**EXERCISE GOAL**
Copy every line of the records, requests included, starting at the line containing "Target: carriage door" and ending at the last line of the records, but increase each coordinate in the answers by 22. Leave out the pictures.

Object pointing dataset rows:
== == ==
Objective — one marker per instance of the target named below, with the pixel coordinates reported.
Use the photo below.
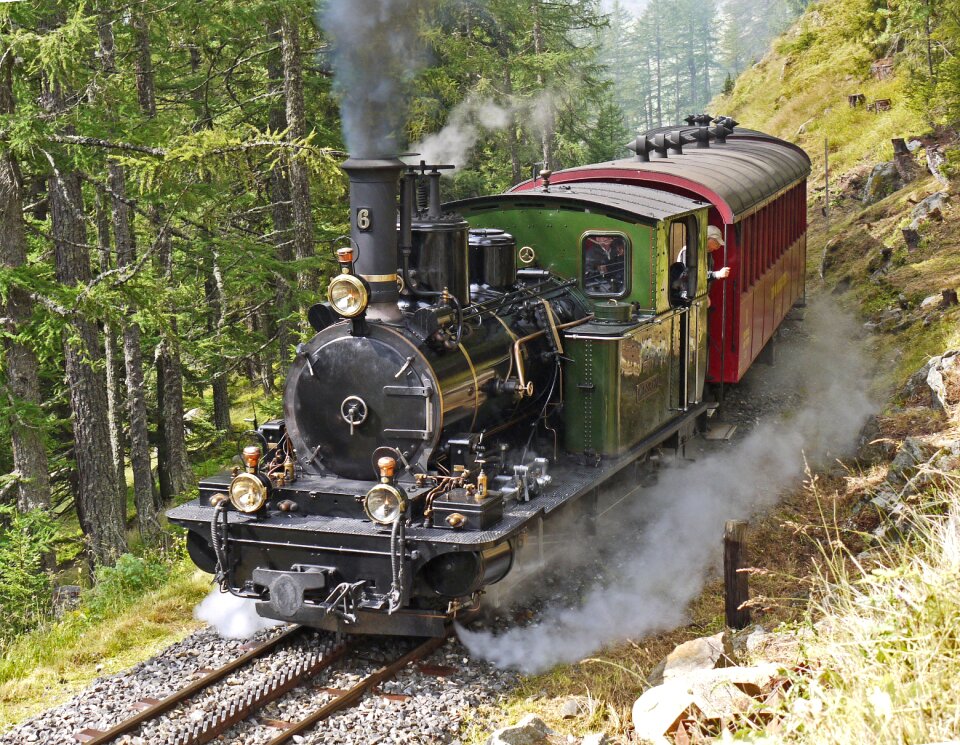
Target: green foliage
(26, 542)
(118, 586)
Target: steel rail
(354, 694)
(98, 737)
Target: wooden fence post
(736, 591)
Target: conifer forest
(170, 198)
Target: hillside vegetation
(864, 587)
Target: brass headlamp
(385, 503)
(249, 492)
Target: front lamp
(348, 295)
(384, 504)
(248, 492)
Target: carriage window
(606, 260)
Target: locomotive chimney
(373, 229)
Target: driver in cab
(604, 264)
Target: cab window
(606, 264)
(683, 242)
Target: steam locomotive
(483, 366)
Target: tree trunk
(101, 515)
(23, 382)
(111, 359)
(174, 469)
(216, 302)
(299, 172)
(147, 518)
(281, 206)
(143, 66)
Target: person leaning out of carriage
(714, 243)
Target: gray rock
(531, 730)
(930, 208)
(884, 179)
(911, 455)
(596, 738)
(930, 301)
(943, 379)
(935, 162)
(571, 708)
(705, 653)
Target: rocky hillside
(854, 579)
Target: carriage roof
(737, 176)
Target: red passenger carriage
(756, 184)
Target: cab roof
(623, 200)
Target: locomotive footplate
(340, 571)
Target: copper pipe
(518, 360)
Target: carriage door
(684, 277)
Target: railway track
(242, 700)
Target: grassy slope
(48, 666)
(802, 84)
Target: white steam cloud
(232, 617)
(474, 117)
(672, 542)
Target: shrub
(26, 538)
(117, 586)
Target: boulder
(915, 390)
(531, 730)
(705, 653)
(930, 208)
(935, 163)
(884, 179)
(659, 711)
(702, 694)
(573, 706)
(943, 379)
(911, 456)
(931, 301)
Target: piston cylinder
(439, 259)
(493, 259)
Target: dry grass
(784, 546)
(887, 650)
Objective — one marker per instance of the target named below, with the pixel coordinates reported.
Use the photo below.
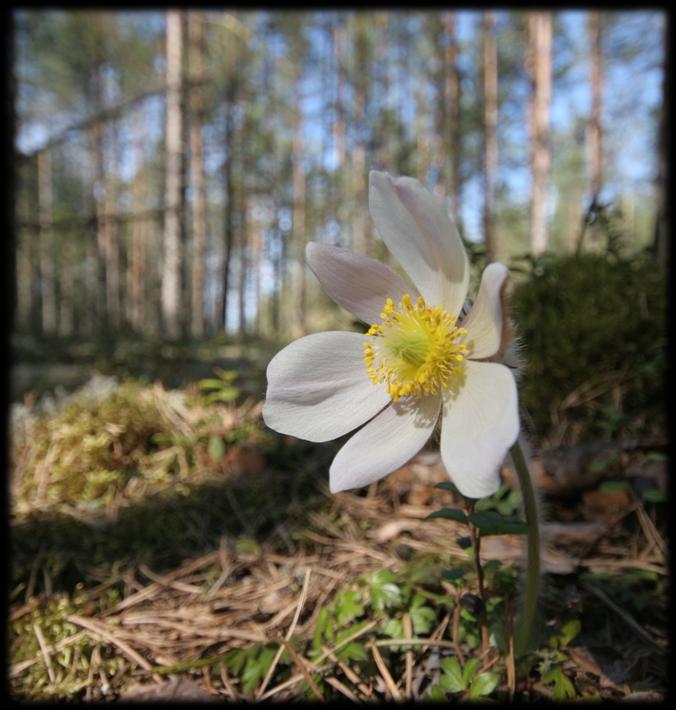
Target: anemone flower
(427, 354)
== == ==
**RESULT**
Target: carriage door
(706, 299)
Target: railway track
(264, 722)
Target: grassy slope
(70, 688)
(824, 106)
Target: white steam cloud
(254, 639)
(496, 139)
(694, 564)
Target: shrub
(48, 560)
(139, 608)
Target: boulder
(937, 412)
(553, 752)
(727, 675)
(952, 230)
(957, 185)
(906, 201)
(681, 733)
(724, 716)
(595, 728)
(965, 401)
(933, 478)
(953, 323)
Target: piston cylinder
(461, 281)
(515, 281)
Target: dry grass
(806, 568)
(909, 672)
Objective — one marker per instance of the target named below, with the pixel coordinates reported.
Use the photo below.
Target: anemone flower
(449, 376)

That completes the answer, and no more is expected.